Ações a realizar —
1. Reescreva o trecho da reportagem sobre a Irlanda e o Vaticano que começa nas palavras "DUBLIN - Em" e vai até depois de "identificam como católica.", substituindo "Igreja Católica Romana" por "Igreja de Roma".
2. Segundo a reportagem sobre a Irlanda e o Vaticano, em que ano o divórcio se tornou legal na Irlanda?

Trecho selecionado —
·····
Irlanda racha com o Vaticano

Por SARAH LYALL

DUBLIN - Em meio a dificuldades econômicas, a Irlanda atravessa uma profunda transformação, tão rápida quanto revolucionária: está reavaliando seu relacionamento com a Igreja Católica Romana, a instituição que permeou todos os aspectos da vida aqui durante gerações.
Este é um país onde o aborto é contra a lei, onde o divórcio se tornou legal em 1995, onde a igreja dirige mais de 90% das escolas primárias e 87% da população se identificam como católica.
Mas a admiração, o respeito e o temor que o Vaticano já impôs deram lugar a algo novo -raiva, decepção e desafio- depois de virem à tona uma série de terríveis revelações sobre décadas de abusos de crianças confiadas aos cuidados da igreja.
Talvez em nenhum lugar essas revelações tenham abalado uma sociedade como na Irlanda. Por isso, quando o primeiro-ministro Enda Kenny, normalmente moderado, ocupou inesperadamente o púlpito no Parlamento neste verão para criticar a igreja, manifestava não apenas seus próprios sentimentos, mas os da nação.
Seus comentários foram uma declaração da supremacia do Estado sobre a igreja, com palavras de indignação que nunca tinham sido usadas em público antes por um líder irlandês.
"Pela primeira vez na Irlanda um relato de abuso sexual infantil expôs uma tentativa da Santa Sé de frustrar um inquérito em uma república soberana e democrática apenas três anos atrás, e não três décadas", disse Kenny, referindo-se ao relatório Cloyne.
O documento detalhou abusos e atos encobertos por autoridades da igreja no sul da Irlanda durante o ano de 2009. Quando foi divulgado pela mídia, virou um escândalo de ampla proporção e alvo de muitas críticas públicas e debates, no país.
Reiterando a alegação do relatório de que a igreja havia incentivado bispos a ignorar as diretrizes de proteção das crianças que os próprios bispos tinham adotado, o primeiro-ministro atacou "a disfunção, a desconexão, o elitismo" que segundo ele "dominam a cultura do Vaticano".
·····
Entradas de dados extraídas
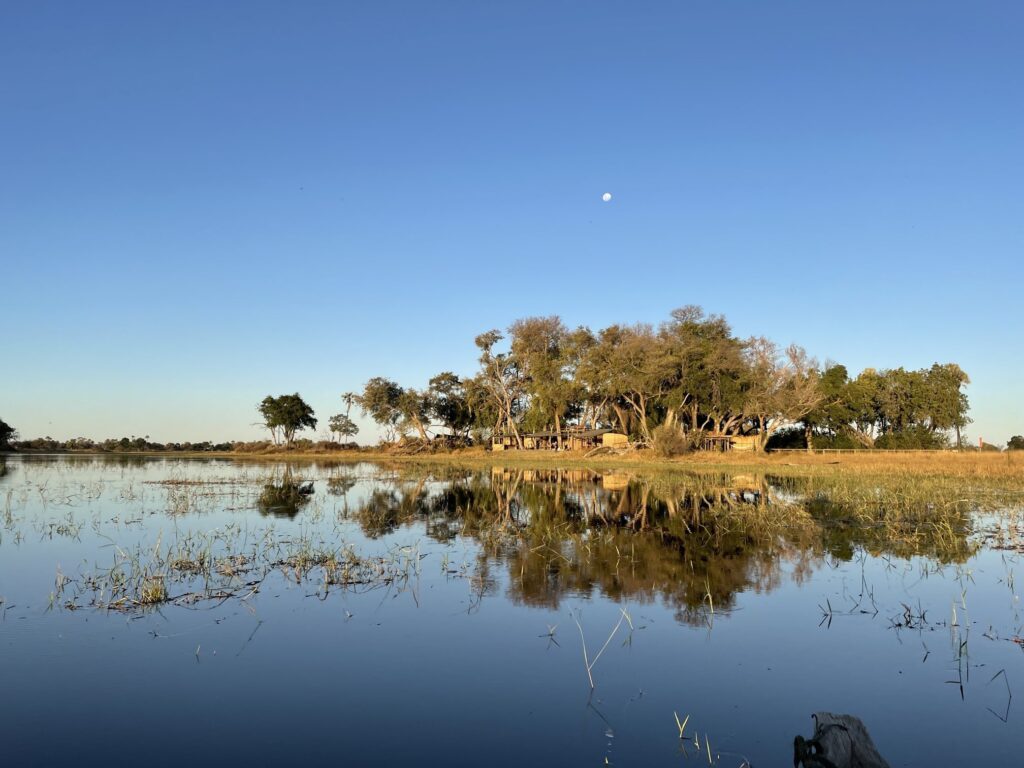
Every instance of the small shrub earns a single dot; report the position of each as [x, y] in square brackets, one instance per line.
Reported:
[668, 441]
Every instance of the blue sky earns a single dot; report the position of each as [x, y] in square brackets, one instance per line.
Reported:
[205, 203]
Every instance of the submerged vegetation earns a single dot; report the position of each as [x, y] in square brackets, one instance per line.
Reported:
[604, 552]
[693, 540]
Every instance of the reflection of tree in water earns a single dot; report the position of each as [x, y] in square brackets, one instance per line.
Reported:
[561, 534]
[285, 497]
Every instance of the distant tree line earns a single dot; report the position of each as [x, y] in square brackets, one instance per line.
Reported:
[687, 378]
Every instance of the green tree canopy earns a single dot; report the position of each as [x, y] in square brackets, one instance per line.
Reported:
[7, 433]
[342, 426]
[285, 416]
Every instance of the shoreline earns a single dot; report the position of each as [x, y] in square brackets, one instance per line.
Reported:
[946, 463]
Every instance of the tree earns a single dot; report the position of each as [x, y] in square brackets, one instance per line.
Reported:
[449, 402]
[394, 408]
[783, 387]
[834, 414]
[285, 416]
[7, 433]
[625, 366]
[541, 349]
[342, 426]
[946, 403]
[501, 379]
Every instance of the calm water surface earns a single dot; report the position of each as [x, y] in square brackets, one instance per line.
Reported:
[172, 611]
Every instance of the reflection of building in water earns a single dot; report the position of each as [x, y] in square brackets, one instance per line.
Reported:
[691, 541]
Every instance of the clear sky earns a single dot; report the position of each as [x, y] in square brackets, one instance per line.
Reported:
[203, 203]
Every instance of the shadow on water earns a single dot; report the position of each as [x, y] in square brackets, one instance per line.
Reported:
[285, 497]
[693, 543]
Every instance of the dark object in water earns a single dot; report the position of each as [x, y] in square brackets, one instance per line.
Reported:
[839, 741]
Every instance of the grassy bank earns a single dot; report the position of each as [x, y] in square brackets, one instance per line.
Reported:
[949, 464]
[968, 465]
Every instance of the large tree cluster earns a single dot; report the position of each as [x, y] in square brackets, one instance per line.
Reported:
[690, 376]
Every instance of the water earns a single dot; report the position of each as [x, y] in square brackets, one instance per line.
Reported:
[444, 632]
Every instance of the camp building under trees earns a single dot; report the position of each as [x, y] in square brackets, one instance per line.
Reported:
[587, 439]
[571, 439]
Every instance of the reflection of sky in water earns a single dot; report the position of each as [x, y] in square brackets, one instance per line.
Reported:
[456, 667]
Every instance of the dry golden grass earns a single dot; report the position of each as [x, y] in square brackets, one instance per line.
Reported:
[968, 465]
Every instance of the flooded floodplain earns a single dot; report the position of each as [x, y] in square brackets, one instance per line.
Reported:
[163, 611]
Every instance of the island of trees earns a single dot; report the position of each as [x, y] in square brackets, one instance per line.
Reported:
[668, 387]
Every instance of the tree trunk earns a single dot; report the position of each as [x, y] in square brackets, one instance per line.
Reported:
[623, 421]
·····
Respostas por tarefa —
1.
DUBLIN - Em meio a dificuldades econômicas, a Irlanda atravessa uma profunda transformação, tão rápida quanto revolucionária: está reavaliando seu relacionamento com a Igreja de Roma, a instituição que permeou todos os aspectos da vida aqui durante gerações.
Este é um país onde o aborto é contra a lei, onde o divórcio se tornou legal em 1995, onde a igreja dirige mais de 90% das escolas primárias e 87% da população se identificam como católica.

2. Em 1995.